◆ TASK MATERIAL
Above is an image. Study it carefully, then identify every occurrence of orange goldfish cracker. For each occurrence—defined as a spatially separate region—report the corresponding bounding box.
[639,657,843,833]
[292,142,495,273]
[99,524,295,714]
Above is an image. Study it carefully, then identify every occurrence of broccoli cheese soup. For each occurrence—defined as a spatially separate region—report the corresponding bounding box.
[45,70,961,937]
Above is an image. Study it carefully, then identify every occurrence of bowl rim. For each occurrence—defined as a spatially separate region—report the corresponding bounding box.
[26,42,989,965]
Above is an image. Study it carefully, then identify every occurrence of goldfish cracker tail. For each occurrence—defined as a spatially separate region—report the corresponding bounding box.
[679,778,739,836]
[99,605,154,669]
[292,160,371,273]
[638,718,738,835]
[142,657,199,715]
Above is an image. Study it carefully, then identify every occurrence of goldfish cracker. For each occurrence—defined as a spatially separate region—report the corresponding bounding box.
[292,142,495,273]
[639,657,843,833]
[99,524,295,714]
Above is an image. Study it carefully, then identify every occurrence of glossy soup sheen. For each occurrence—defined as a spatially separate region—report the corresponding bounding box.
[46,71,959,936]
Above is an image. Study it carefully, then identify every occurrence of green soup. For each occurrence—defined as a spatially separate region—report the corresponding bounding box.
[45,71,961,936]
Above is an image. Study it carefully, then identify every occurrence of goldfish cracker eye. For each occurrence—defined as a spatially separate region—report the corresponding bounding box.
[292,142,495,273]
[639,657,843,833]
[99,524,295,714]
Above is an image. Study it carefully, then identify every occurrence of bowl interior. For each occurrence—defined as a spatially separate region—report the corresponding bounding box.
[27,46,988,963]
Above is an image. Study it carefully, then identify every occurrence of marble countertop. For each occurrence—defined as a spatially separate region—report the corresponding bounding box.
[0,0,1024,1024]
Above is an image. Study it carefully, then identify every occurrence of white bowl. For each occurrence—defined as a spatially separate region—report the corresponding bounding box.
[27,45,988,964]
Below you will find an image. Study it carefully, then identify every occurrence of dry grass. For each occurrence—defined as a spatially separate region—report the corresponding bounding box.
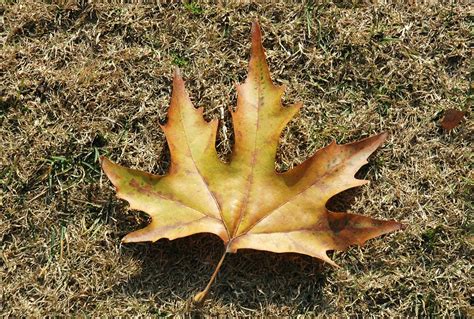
[0,1,474,317]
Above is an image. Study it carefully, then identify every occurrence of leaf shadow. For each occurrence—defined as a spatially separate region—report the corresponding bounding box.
[116,234,331,316]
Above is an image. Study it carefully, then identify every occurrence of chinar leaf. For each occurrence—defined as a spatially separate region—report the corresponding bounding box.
[101,22,402,302]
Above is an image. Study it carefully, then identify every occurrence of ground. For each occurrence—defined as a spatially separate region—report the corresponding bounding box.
[0,1,474,317]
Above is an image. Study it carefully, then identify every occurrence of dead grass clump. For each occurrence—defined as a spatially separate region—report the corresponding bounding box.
[0,1,474,317]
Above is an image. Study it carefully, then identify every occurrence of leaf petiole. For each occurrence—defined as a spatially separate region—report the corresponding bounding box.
[193,246,227,304]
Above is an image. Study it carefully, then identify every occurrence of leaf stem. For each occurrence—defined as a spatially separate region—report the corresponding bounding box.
[193,246,227,304]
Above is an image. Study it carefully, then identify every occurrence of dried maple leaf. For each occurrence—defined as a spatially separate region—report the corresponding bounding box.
[102,22,402,301]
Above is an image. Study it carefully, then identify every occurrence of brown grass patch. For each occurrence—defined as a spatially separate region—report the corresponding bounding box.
[0,1,474,317]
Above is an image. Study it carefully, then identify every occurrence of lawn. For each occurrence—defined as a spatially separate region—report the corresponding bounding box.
[0,1,474,317]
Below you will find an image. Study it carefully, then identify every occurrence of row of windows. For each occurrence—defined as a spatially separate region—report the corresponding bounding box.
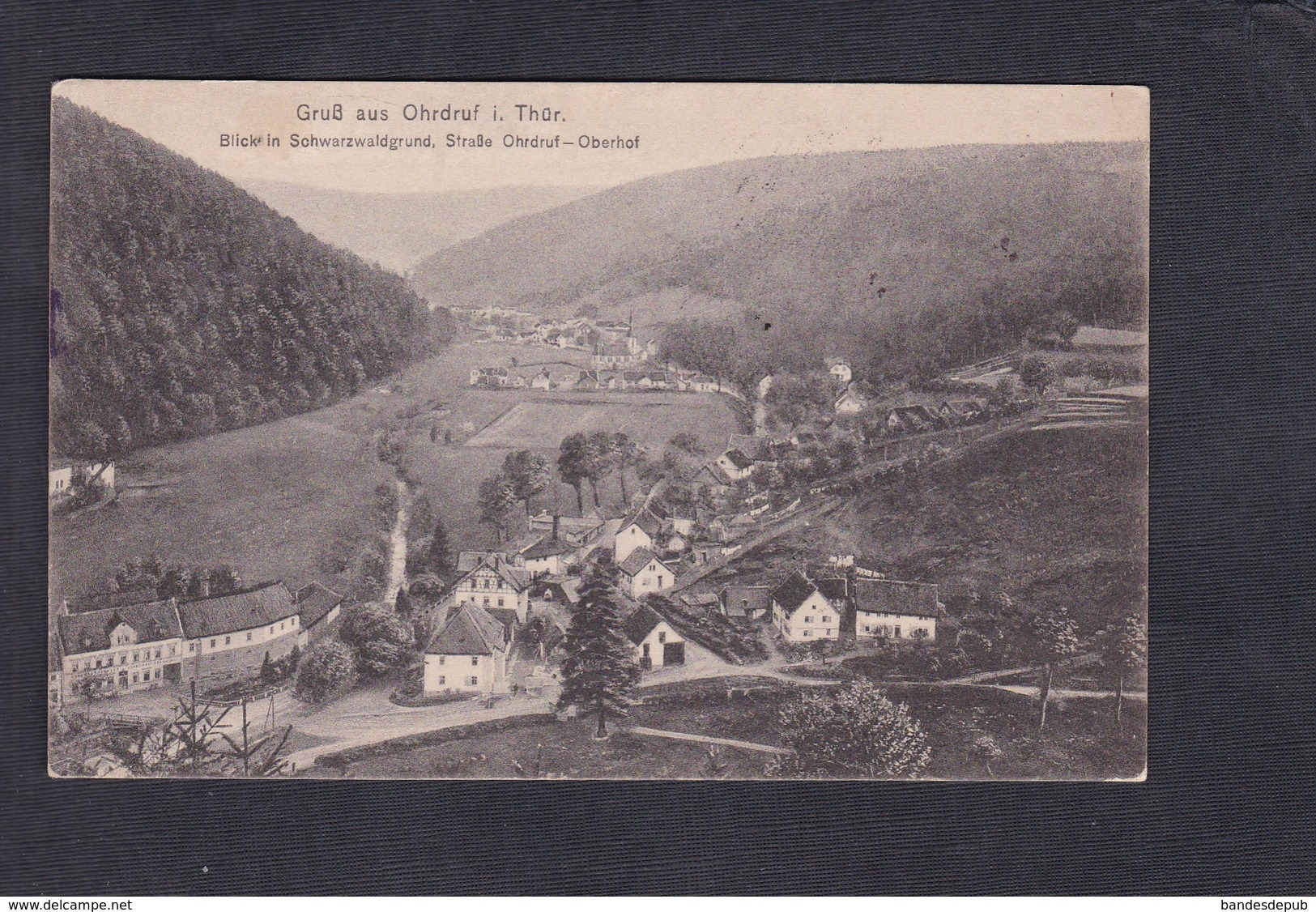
[72,646,177,671]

◆ SET TASK
Please repeat all of the material above word for word, leaving out the pictures.

◆ SOLUTION TO THE EXERCISE
Above is an image. Study it carefully, then identify every occurrence of orange goldfish cracker. For each occurrence—defined as a spatially separate region—report the corresponding bounding box.
[639,657,843,833]
[292,142,495,273]
[99,524,295,714]
Above is an image. Study it carefully, then identify every occurrence of broccoli cheese soup. For each occurrence—defined as a spatially separate region—report the corresponding bounding box.
[45,70,961,937]
Above is an image. Study it carefully, then identify every occurrence of bowl rim. For each occurrence—defined as a spatially separate region—report the corresponding bounding box.
[26,42,989,965]
Above is an image. Study it carefully, then identify every occurrence of goldfish cracker tail. For each occurrence—defined as a spatially separate region—report the corresponding bounding box.
[679,778,739,836]
[99,605,154,669]
[292,160,371,273]
[638,718,738,835]
[142,657,199,715]
Above is an image. Study it carefully, then identify every occurrence of goldfish cracker. For each occurrence—defined as a spatially separate region—report the corresponding bounding box.
[292,142,495,273]
[639,657,843,833]
[99,524,295,714]
Above is an image. Study it carefully, then identify every occurrence of glossy soup sheen. For each occurrence—defined as a spatially separate region—report the corresponding bounding box.
[46,71,959,936]
Above is an image. Study it carefully, then identify every occurrence of green soup. For each occurrence—defined as a spatially separate region—report the corresponding bounding box.
[45,71,961,936]
Above is an image. Study it carefully, then identify every occurrence of goldfish cracker eye. For each occurrence—defined as a spatially separate region—report the corresponding bounding box.
[292,142,495,273]
[639,657,843,833]
[99,524,295,714]
Above is an image. Study it carefully, then identify every occurrence of bowl interior. For each occurrence—defined as a spatially separate region—report the corresponding bounding box.
[27,46,988,963]
Above is an image. Study it carefully, then identify every occurrence of marble countertop. For each occurrence—defined as a spatially separate region—report the corresponding bounding box.
[0,0,1024,1024]
Above is an image. Study it carefully, then identify every occurrence of white bowl. For each occurrence—defined as a spatially separate region—report the corresponding bounding box.
[27,45,988,964]
Below you will find an image. Study it carefully, then identify every occurrence of dry grass. For each occurrence—defined as a spatially separate region—report the corresponding bounding box.
[0,1,474,317]
Above is an image. Study it carefully, then identify every occurrence of leaf shadow. For each occurrence—defined as a spatially separate region—report the corresponding bounding box.
[116,234,331,316]
Above is an image. Study it carefully, then identify every occurrence of chinar leaf. For each occurrence—defined as a spatially separate region—report the corresponding bounding box.
[101,22,402,302]
Above is an image. Study it carefully, then identify every occurrence of ground. For each occurrence—defined as a spatially separate region—report the corresponding bounding box.
[0,1,474,317]
Above is an image. Study it carefully, then identify every occurrence of dead grass clump. For each occurrence—defined as a spatially separate region—report the corresponding bounding box.
[0,1,474,317]
Above is an image. Study it carefully, then identify every occurrence of leaf petiole. For each occurrence—defined as a spatially separate region—report the corresponding bounding box.
[193,246,227,304]
Above is an image. Study it carefully, then identify every occurrence of leaf stem. For each occurrence—defined as a spatially separate region—report the corresponding bounding box.
[193,246,227,304]
Above is an image. Study it carefully, then identify every occurrence of dried maple leaf. For each occurrence—defined as a spatially separate region—report the corresponding bounding box.
[102,22,402,301]
Above is an image. Study it carefully, then identify every occurrence of brown grass patch. For each occurrence—defined as a spatially separate region—report the corresponding bounding box.
[0,1,474,317]
Above is an image. Study it carefully, then identify every occurrence of lawn. For each occurrence—defined as a spatially separate region—report the corresponding bounding box.
[0,1,474,317]
Below you will find an image. Study it carefully, then identify every occurrence of row of windows. For each occurrence—defined as a spatially separate region—report the corresponding bounding box.
[72,646,177,671]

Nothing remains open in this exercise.